Clarence Seedorf was the embodiment of this ethos. Nicknamed ‘The Professor’ by team-mates, Seedorf regularly visited the Mind Room, which was seen as the psychological ‘station’ within a wider physical and mental ‘circuit’, otherwise known as the Milan Lab. The Dutchman’s devotion to self-development would pay off in more ways than one.
Demichelis explains: “The general director of the Milan Lab said to him, ‘Wow, you’re 31, but fitness-wise you’re 26. Your biological age is much, much younger.’
“Seedorf said, ‘Give me that print out’. He went to the CEO and said, ‘Listen to what your lab is saying about me. I am 26, biologically speaking, so extend my contract for four more years.’ And they did!”
Seedorf’s age-defying physiology was perhaps aided by the daily six-minute health checks Demichelis introduced, as part of his role as the club’s scientific coordinator. Combining GPS data with physiological measurements such as heart rate variability, the checks were used to develop a ‘risk scoring’ system. By monitoring changes to a player’s score against a baseline, Demichelis was able to indicate potential susceptibility to injury and proactively apply treatment.

## Task list
#1 Reproduce the passage about Clarence Seedorf and the Milan Lab word for word, between "Clarence Seedorf was" and "ways than one.", inclusive.
#2 Pick up the account of Seedorf and the Milan Lab after its final sentence and keep writing it.

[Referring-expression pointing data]
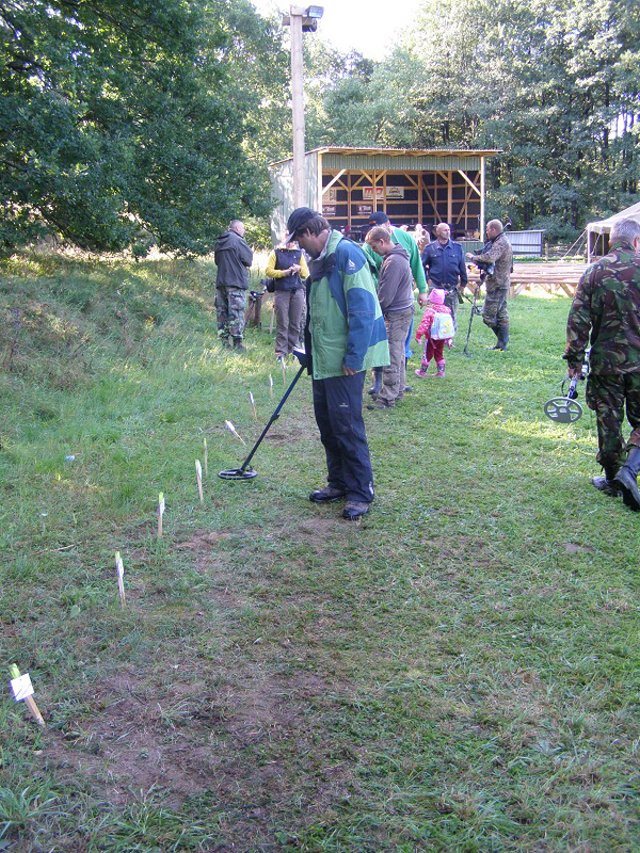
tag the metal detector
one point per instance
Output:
(565, 410)
(244, 472)
(476, 310)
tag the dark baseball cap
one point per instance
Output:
(378, 217)
(297, 221)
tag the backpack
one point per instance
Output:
(442, 327)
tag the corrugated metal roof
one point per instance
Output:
(401, 158)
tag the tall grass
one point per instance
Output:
(459, 671)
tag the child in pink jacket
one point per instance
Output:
(436, 327)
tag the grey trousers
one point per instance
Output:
(393, 376)
(290, 313)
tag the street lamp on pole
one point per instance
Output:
(299, 20)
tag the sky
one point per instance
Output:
(369, 26)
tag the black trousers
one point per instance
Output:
(337, 403)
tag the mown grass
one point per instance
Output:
(457, 672)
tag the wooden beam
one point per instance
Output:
(334, 180)
(469, 181)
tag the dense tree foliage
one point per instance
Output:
(126, 122)
(555, 84)
(132, 120)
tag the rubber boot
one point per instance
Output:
(407, 388)
(627, 479)
(377, 382)
(606, 483)
(502, 333)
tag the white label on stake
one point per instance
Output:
(21, 687)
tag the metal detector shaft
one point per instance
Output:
(274, 417)
(473, 311)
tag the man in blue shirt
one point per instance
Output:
(443, 262)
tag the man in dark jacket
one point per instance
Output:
(395, 292)
(607, 307)
(443, 262)
(233, 259)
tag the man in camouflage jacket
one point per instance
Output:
(496, 251)
(607, 305)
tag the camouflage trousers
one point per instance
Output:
(494, 311)
(230, 305)
(608, 396)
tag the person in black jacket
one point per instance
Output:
(233, 259)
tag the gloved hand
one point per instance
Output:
(301, 355)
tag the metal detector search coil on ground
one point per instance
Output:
(567, 409)
(244, 472)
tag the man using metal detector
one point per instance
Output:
(345, 335)
(606, 308)
(496, 258)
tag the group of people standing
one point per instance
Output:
(359, 308)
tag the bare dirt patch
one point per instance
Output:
(240, 732)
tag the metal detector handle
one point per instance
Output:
(572, 392)
(274, 417)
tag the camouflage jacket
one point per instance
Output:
(498, 252)
(607, 305)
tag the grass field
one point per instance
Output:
(459, 671)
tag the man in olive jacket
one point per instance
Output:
(233, 259)
(345, 335)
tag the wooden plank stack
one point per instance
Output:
(549, 276)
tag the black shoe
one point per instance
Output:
(353, 510)
(326, 495)
(609, 487)
(376, 388)
(627, 480)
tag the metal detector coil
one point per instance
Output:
(565, 410)
(244, 472)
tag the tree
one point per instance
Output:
(120, 117)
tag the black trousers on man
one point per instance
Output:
(337, 403)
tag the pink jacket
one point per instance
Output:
(424, 329)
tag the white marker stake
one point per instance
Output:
(160, 513)
(120, 575)
(23, 692)
(199, 479)
(233, 431)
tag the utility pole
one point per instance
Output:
(299, 20)
(297, 105)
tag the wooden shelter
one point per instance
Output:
(410, 185)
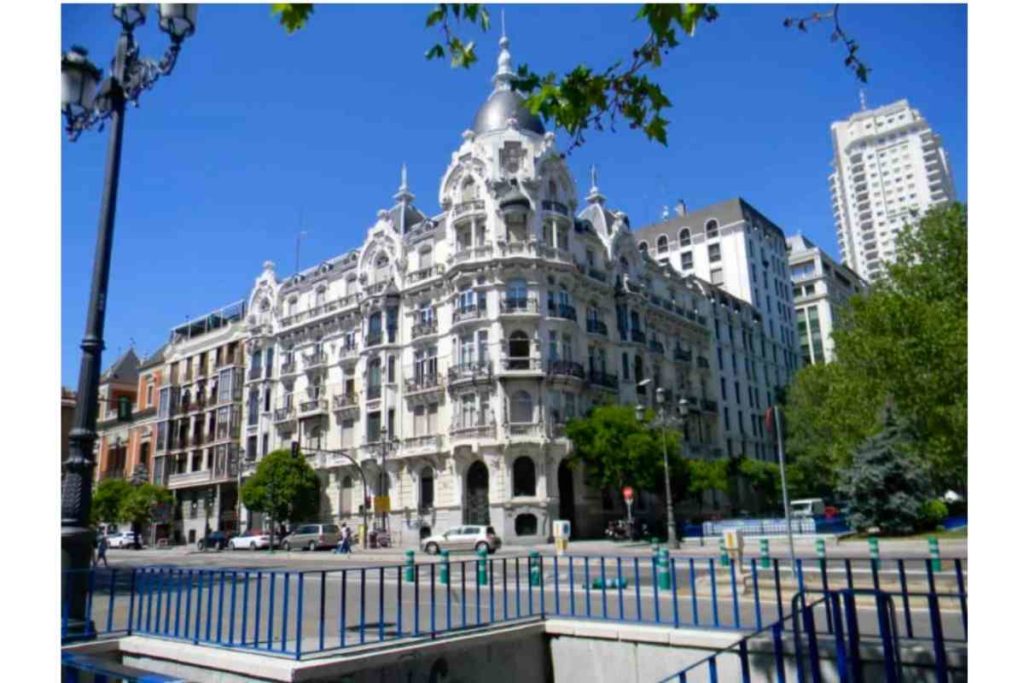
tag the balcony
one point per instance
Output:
(423, 382)
(468, 208)
(566, 369)
(519, 306)
(424, 273)
(555, 207)
(562, 310)
(596, 327)
(312, 408)
(520, 365)
(315, 360)
(343, 402)
(425, 328)
(470, 312)
(478, 371)
(603, 380)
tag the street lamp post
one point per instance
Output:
(663, 421)
(86, 102)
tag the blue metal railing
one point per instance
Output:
(298, 612)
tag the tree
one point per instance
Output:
(904, 342)
(138, 506)
(586, 97)
(284, 486)
(887, 485)
(617, 450)
(108, 500)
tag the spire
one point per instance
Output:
(595, 196)
(403, 196)
(503, 78)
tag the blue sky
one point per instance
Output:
(258, 132)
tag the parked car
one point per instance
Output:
(122, 540)
(312, 537)
(215, 541)
(254, 539)
(463, 538)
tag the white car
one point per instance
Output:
(254, 539)
(122, 540)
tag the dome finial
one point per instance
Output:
(503, 78)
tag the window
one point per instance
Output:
(523, 476)
(426, 487)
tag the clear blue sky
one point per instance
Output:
(256, 129)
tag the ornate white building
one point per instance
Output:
(446, 352)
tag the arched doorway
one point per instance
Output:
(566, 496)
(477, 510)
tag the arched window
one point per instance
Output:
(522, 408)
(523, 476)
(426, 487)
(519, 350)
(525, 524)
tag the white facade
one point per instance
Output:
(820, 289)
(445, 353)
(889, 167)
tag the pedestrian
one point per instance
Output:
(101, 551)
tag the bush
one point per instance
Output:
(933, 513)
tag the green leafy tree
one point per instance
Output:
(887, 485)
(284, 486)
(588, 97)
(617, 450)
(108, 500)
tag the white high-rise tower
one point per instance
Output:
(889, 168)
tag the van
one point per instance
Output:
(808, 507)
(312, 537)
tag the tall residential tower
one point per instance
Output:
(889, 167)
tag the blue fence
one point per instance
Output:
(293, 613)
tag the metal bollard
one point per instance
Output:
(664, 573)
(410, 568)
(933, 550)
(481, 566)
(444, 567)
(535, 567)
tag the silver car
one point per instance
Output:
(463, 538)
(312, 537)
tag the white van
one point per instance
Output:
(808, 507)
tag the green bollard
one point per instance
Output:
(664, 572)
(410, 566)
(535, 567)
(481, 566)
(444, 567)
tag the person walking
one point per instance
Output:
(101, 546)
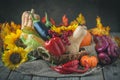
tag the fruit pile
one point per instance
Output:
(61, 45)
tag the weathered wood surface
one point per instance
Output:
(109, 72)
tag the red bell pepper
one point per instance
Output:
(55, 46)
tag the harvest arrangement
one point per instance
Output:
(62, 45)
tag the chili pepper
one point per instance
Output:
(55, 46)
(40, 28)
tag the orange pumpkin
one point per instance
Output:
(86, 40)
(91, 60)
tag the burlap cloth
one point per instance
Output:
(41, 67)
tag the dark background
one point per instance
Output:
(108, 10)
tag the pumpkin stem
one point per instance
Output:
(33, 18)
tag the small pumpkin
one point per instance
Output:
(91, 60)
(86, 40)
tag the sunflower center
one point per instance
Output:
(19, 43)
(15, 58)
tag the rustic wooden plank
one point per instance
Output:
(26, 77)
(69, 78)
(42, 78)
(94, 76)
(112, 72)
(4, 73)
(15, 76)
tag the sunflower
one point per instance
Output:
(13, 39)
(13, 58)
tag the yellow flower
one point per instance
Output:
(81, 19)
(12, 39)
(14, 57)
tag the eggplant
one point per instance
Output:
(101, 44)
(104, 58)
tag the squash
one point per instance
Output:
(86, 40)
(91, 60)
(27, 18)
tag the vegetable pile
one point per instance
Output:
(62, 45)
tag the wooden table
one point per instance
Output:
(109, 72)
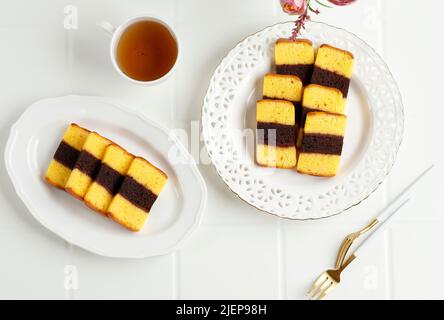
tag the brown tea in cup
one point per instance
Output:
(146, 51)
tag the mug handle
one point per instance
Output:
(107, 27)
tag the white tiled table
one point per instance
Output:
(238, 252)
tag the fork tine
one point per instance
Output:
(316, 284)
(319, 288)
(326, 290)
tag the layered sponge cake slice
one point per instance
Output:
(333, 68)
(276, 134)
(320, 98)
(322, 142)
(115, 164)
(295, 57)
(66, 156)
(284, 87)
(140, 188)
(87, 165)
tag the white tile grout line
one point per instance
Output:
(69, 60)
(387, 238)
(175, 274)
(281, 261)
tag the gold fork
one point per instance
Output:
(328, 280)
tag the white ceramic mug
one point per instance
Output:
(116, 34)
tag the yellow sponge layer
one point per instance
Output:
(323, 98)
(285, 87)
(293, 52)
(75, 136)
(126, 214)
(325, 123)
(117, 158)
(276, 157)
(96, 145)
(317, 164)
(57, 173)
(335, 60)
(275, 111)
(97, 197)
(147, 175)
(79, 182)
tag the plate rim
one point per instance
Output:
(396, 151)
(121, 107)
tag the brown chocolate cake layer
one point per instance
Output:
(88, 164)
(330, 79)
(109, 178)
(66, 155)
(304, 111)
(269, 133)
(303, 71)
(322, 143)
(297, 108)
(137, 194)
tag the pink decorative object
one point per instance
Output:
(294, 6)
(341, 2)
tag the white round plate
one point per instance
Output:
(374, 128)
(33, 141)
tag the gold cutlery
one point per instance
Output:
(328, 280)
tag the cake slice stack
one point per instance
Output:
(66, 156)
(295, 57)
(87, 165)
(333, 68)
(140, 188)
(322, 142)
(276, 134)
(115, 164)
(106, 177)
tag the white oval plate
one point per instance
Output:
(33, 141)
(374, 128)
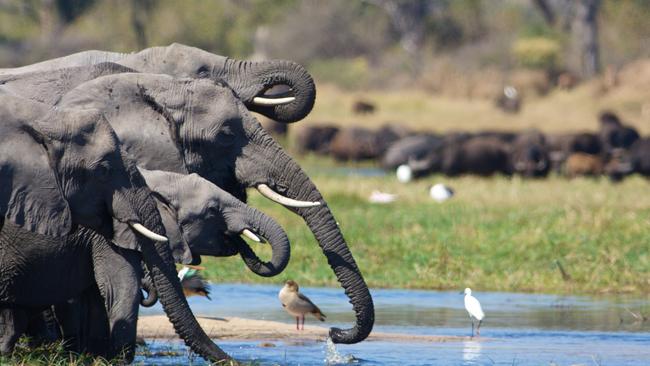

## Responses to the tasks
#1
Clarence Seedorf was the embodiment of this ethos. Nicknamed ‘The Professor’ by team-mates, Seedorf regularly visited the Mind Room, which was seen as the psychological ‘station’ within a wider physical and mental ‘circuit’, otherwise known as the Milan Lab. The Dutchman’s devotion to self-development would pay off in more ways than one.

#2
For example, a 10% drop in a player’s score would generate a yellow flag, with a 20% reduction resulting in an orange flag. A decrease of 30% would signal a red flag and preventative treatment in the Mind Room.
According to Demichelis, the methods he helped to introduce contributed to Milan reducing soft tissue injuries by 91% during his time at the club. It is a striking statistic made possible in part by the support the Mind Room received at both boardroom and managerial levels.
“I had the players on my side because we had the club on our side.,” says Demichelis. “We had the coach on our side because he believed in our philosophy. At the time, he told the players, ‘You don’t play football with your foot. You play football with your brain.’ It’s a big asset for a sport psychologist.”
Ancelotti and Demichelis’ departure in 2009 effectively ended the Mind Room’s use at Milanello, but the Italian pair established an equivalent base at Stamford Bridge after joining Chelsea.
Petr Cech was among a number of players who jumped at the chance of benefitting from the methods Demichelis deployed in Milan, which professor of psychology Marc Jones describes as genuinely innovative.
“The Mind Room was breaking new ground in terms of its integration into the training environment,” says Jones, who has worked with a number of football clubs.
“The fact there was a physical presence within Milan’s training ground was, without doubt, the exception rather than the rule.”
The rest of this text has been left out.